──────── Extracted material

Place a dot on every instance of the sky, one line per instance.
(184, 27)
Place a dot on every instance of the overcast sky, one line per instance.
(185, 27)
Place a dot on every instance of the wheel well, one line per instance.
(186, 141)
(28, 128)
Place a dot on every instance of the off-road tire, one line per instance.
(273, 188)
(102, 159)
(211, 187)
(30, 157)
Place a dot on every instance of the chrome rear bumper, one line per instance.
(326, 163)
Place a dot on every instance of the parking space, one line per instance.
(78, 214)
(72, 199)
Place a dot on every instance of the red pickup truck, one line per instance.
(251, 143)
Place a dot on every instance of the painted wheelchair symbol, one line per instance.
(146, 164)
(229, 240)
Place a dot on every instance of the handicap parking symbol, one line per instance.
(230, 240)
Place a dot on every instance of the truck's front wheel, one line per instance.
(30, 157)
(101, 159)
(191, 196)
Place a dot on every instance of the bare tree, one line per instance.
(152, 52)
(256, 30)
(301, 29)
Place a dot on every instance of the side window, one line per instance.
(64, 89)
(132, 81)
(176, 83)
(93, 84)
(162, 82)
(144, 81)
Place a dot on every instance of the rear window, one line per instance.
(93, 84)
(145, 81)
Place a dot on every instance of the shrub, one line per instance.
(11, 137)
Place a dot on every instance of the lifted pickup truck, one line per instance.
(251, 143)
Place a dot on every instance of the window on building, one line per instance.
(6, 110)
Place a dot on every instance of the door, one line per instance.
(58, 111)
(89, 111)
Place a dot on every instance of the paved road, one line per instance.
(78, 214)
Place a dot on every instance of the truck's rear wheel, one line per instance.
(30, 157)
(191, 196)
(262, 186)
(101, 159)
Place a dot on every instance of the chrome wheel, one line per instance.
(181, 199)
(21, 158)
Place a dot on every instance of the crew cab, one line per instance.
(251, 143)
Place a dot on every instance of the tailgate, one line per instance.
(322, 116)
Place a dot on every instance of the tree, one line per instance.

────────────────

◆ Exercise aim ◆
Copy out every record above once more, precisely as written.

◆ Result of the task ◆
Place a dot on every instance of the sky, one line per instance.
(184, 27)
Place a dot on every instance of the overcast sky, one line per instance.
(185, 27)
Place a dot on every instance of the wheel well, one line per instance.
(186, 141)
(28, 128)
Place a dot on every instance of the off-road tire, one line per instance.
(273, 188)
(102, 159)
(211, 187)
(30, 157)
Place a dot on every instance of the chrome rear bumper, one line per instance.
(326, 163)
Place a dot on every instance of the parking space, one line per instance.
(78, 214)
(72, 199)
Place a dot on every instance of the red pickup truck, one line per instance.
(251, 143)
Place a dot on every instance of the painted wheelchair symbol, one line per instance.
(146, 164)
(229, 240)
Place a dot on every instance of the handicap parking symbol, one line per instance.
(230, 240)
Place a dot on every instance of the truck's front wheel, one line per instance.
(30, 157)
(101, 159)
(191, 196)
Place a dot on every instance of the bare tree, one line per instance.
(152, 52)
(256, 30)
(301, 29)
Place a dot on every instance of the side window, one line per instance.
(64, 89)
(132, 81)
(176, 83)
(93, 84)
(162, 82)
(144, 81)
Place a dot on every instance of the rear window, one line per instance.
(93, 84)
(145, 81)
Place a dot on every instance of the shrub, one line per instance.
(11, 137)
Place a dot on every instance of the lifted pickup truck, one line per instance.
(251, 143)
Place a dot on every instance of the window on building, one line per instance.
(6, 110)
Place a dot on every instance of the door, one line per instance.
(58, 111)
(89, 111)
Place a dot on every instance of the paved road, one line per instance.
(78, 214)
Place a dot on every instance of the truck's rear wheel, one line per instance.
(30, 157)
(191, 196)
(262, 186)
(101, 159)
Place a dot on every instance of the chrome wheel, one line per instance.
(181, 199)
(21, 158)
Place a dot on every instance of the crew cab, one line per instance.
(251, 143)
Place a dot on every instance of the tailgate, one line per instance.
(322, 116)
Place a dot on every instance of the tree, one line per instance.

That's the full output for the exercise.